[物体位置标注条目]
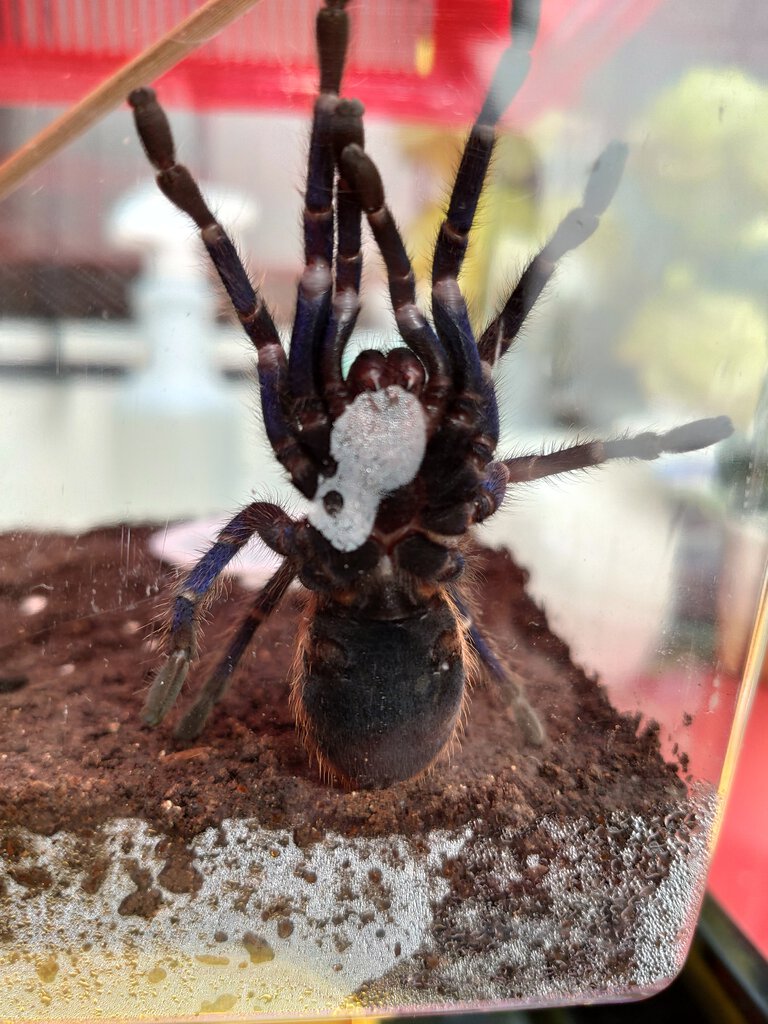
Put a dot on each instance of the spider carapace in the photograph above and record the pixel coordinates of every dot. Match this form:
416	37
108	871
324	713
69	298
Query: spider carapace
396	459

任务说明:
把上方所有行一字不差地重新输入一遍，图片不要放进答案里。

本题答案:
Put a dot on each instance of the spider carapace in the photograph above and record the pixel coordinates of every dot. Match this form:
416	37
108	871
324	713
69	298
Query: spider carapace
396	459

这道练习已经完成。